┌─ Study material

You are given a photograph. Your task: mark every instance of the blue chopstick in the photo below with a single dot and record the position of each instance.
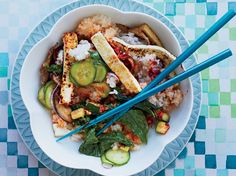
(202, 39)
(213, 60)
(180, 59)
(217, 58)
(168, 83)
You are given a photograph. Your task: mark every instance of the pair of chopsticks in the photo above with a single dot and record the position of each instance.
(153, 87)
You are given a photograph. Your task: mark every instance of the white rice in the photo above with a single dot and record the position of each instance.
(131, 39)
(81, 51)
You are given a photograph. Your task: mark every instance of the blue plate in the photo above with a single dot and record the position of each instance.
(21, 115)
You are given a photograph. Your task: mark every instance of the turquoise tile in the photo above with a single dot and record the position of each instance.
(178, 172)
(170, 9)
(200, 9)
(159, 6)
(201, 1)
(33, 172)
(220, 135)
(190, 21)
(209, 21)
(232, 6)
(189, 162)
(222, 172)
(3, 97)
(224, 63)
(4, 60)
(231, 162)
(183, 154)
(180, 9)
(210, 161)
(204, 110)
(213, 98)
(200, 172)
(183, 1)
(211, 8)
(3, 72)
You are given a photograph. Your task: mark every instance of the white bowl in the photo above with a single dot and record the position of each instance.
(66, 152)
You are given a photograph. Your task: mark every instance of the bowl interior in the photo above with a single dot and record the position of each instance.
(66, 152)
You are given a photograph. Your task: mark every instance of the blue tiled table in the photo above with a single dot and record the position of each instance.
(212, 148)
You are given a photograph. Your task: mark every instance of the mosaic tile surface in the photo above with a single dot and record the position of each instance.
(212, 148)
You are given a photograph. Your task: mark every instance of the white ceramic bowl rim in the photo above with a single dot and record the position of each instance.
(17, 122)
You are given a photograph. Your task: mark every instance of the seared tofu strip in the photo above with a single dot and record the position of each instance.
(145, 29)
(70, 41)
(142, 50)
(114, 63)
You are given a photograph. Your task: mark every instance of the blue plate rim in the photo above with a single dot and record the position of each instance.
(21, 115)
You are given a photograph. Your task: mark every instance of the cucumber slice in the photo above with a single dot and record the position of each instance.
(73, 81)
(83, 73)
(48, 93)
(104, 160)
(117, 157)
(41, 96)
(102, 88)
(101, 73)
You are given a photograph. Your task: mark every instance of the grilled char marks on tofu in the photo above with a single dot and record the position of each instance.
(114, 63)
(70, 41)
(142, 50)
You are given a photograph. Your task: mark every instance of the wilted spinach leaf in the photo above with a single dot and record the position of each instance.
(147, 107)
(136, 122)
(94, 146)
(56, 69)
(106, 140)
(91, 145)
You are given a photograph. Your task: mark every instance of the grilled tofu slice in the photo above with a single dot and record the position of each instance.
(145, 30)
(114, 63)
(142, 50)
(70, 41)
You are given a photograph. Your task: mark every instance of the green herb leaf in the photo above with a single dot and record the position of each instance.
(106, 140)
(94, 146)
(56, 69)
(136, 122)
(146, 107)
(91, 145)
(95, 55)
(92, 108)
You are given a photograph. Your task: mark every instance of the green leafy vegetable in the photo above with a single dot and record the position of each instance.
(108, 139)
(136, 122)
(91, 145)
(77, 106)
(56, 69)
(92, 108)
(146, 107)
(96, 146)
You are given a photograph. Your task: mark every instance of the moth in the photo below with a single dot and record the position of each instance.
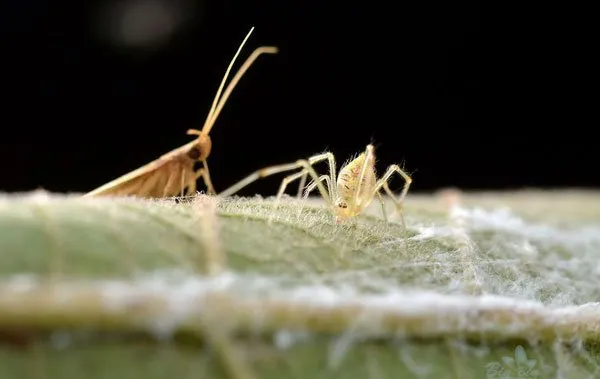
(174, 173)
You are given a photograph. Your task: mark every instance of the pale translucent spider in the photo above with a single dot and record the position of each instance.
(348, 194)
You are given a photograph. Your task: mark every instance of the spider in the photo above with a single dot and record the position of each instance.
(348, 194)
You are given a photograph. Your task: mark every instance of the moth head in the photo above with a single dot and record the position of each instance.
(201, 149)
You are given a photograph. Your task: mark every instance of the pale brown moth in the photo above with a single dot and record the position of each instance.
(174, 174)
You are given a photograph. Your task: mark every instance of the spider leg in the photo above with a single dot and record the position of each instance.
(383, 183)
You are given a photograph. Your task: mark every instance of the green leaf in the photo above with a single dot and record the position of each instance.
(496, 284)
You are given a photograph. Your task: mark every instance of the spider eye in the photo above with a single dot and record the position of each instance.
(194, 153)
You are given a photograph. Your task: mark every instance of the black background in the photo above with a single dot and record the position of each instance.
(85, 102)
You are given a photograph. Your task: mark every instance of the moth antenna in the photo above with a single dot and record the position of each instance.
(218, 95)
(234, 81)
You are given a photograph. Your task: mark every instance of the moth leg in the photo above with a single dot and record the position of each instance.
(170, 186)
(205, 173)
(201, 173)
(191, 185)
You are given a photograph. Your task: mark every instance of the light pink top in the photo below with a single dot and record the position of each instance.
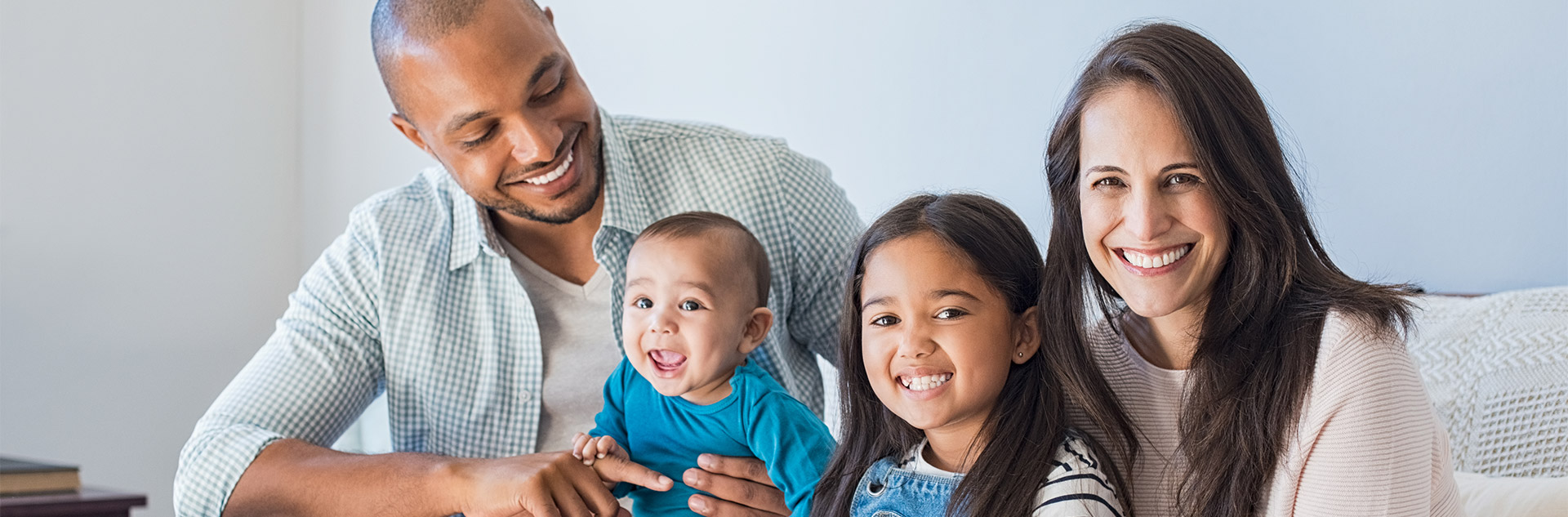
(1368, 442)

└─

Exactly retype each record above, dropping images.

- _Answer box_:
You are given a photograph. Your task: mark every instance of the blue chopstick in the photo below with a single dot and record the position of each instance.
(202, 39)
(213, 60)
(180, 59)
(217, 58)
(168, 83)
You are given a photograph. Your task: mark every instance of the pair of chopsticks in the photo above with a single dot and record the position of each instance.
(153, 87)
You are given a photograph. Your task: mark every instance of the white rice in the photo above with a single dot and record the position of each instance.
(131, 39)
(81, 51)
You are given a photograph. Your task: mark every instance of the blue plate in the photo above with a single dot and record the position of each instance.
(21, 115)
You are given a photograph. Your task: mark every instance of the turquoise tile in the photo above with a single dot and record the position of each instance.
(178, 172)
(170, 9)
(200, 9)
(159, 6)
(201, 1)
(33, 172)
(220, 135)
(190, 21)
(209, 21)
(232, 6)
(189, 162)
(222, 172)
(3, 97)
(224, 63)
(4, 60)
(231, 162)
(183, 154)
(180, 9)
(210, 161)
(204, 110)
(213, 98)
(200, 172)
(183, 1)
(211, 8)
(3, 72)
You are given a photograph. Your task: mark every instance of the white bowl in the photo above with a single dot and record the position of each instance.
(66, 152)
You are given a photograph. Your task: mark every instance of the bowl interior in the photo above with a single dot and record the position of each instance.
(66, 152)
You are given a photograph. Your task: mark every instance of the blue tiled table in the photo above with a single dot and record the position of each instance.
(212, 148)
You are given a photograph. Your task: mark every instance of the mosaic tile surface in the photo above with a single dot and record the position of each instance.
(212, 148)
You are given a photograph. Your task: mark every instance of the white ceramic bowl rim in the photo above with a single dot and record the position of each instance.
(17, 122)
You are given a photograph. Your task: mark every instance of the seared tofu strip in the photo above with a single dot and record the position of each instance.
(145, 29)
(70, 41)
(142, 50)
(114, 63)
You are given a photograph. Your task: mark every instance of the blue plate rim in the photo above with a single dot and record the position of each instance.
(21, 115)
You are given a photograph. Your task: mark every instance of the cucumber slice in the photo above with a single dot and record the position of each instance.
(73, 81)
(83, 73)
(48, 93)
(104, 160)
(117, 157)
(41, 96)
(102, 88)
(101, 73)
You are given a photograph. Your task: mark every instance of the grilled char marks on tofu in the photo above with a single dot and record the position of each instance.
(114, 63)
(70, 41)
(142, 50)
You are given a photograph. Your task: mark every instance of the wilted spinach leaf in the photo above with a single dot and record the position of each instance.
(147, 107)
(136, 122)
(94, 146)
(56, 69)
(106, 140)
(91, 145)
You are given a photograph. Your task: mark every instance of the grilled tofu slice in the photo above with a single dot and record the position of each instance.
(145, 30)
(114, 63)
(142, 50)
(70, 41)
You are given a photograph. Your task: mark every instance of the green herb leaf in the photo above with a single dot and record the position of each instance.
(106, 140)
(94, 146)
(56, 69)
(136, 122)
(146, 107)
(91, 145)
(95, 55)
(92, 108)
You are given a photograph. Your task: mark every instance of the green leafy vegetable in the photo above with a single dot and record the position of each instance.
(108, 139)
(136, 122)
(91, 145)
(77, 106)
(56, 69)
(92, 108)
(146, 107)
(96, 146)
You are given a photograph. Your task: mark every instance of the moth in the photo below with a single dot and record the position of each instance.
(174, 173)
You are given a photograph. Your task: mark every instance of the pale translucent spider in the photo above with a single dot and record the position of each instance.
(348, 194)
You are given a photograph. Your task: mark every instance of the spider in the photo above with a single dot and record the position of each instance.
(348, 194)
You are given a photograph. Your task: mark every instance of the moth head in the photo above with a single dot and record the position of each instance.
(201, 149)
You are given a photograph. Your task: mark every instance of the pale brown moth in the photo above with a single dot and record the position of each instance.
(174, 174)
You are given a photograph. Your task: mark every instance of the spider leg in the photo above with a single dot and record the position of each instance.
(383, 183)
You are given a photograph. Your task: mark every instance of the green leaf in the photo above with a single dot and record the position of each instance.
(496, 284)
You are given a photograph. Your task: mark every instance of the spider eye in the photo above with a single dot and record the position of each instance.
(194, 153)
You are given a photograph. Your task: mark every instance of the black background in the photo above with a single dot and record the position of each instance.
(85, 102)
You are given a photograph. Your task: mark every instance of the moth antenna in the photo above with a single dot and record the position of each instance.
(218, 95)
(234, 81)
You are given a photograph. Your task: mark every instance of the moth leg in the photo above with a single dot and record the position of each instance.
(170, 186)
(205, 173)
(201, 173)
(191, 185)
You are given a photograph. Your task: mark every instance of the light pink top in the photo below with a single dot and record the position of each instance.
(1368, 442)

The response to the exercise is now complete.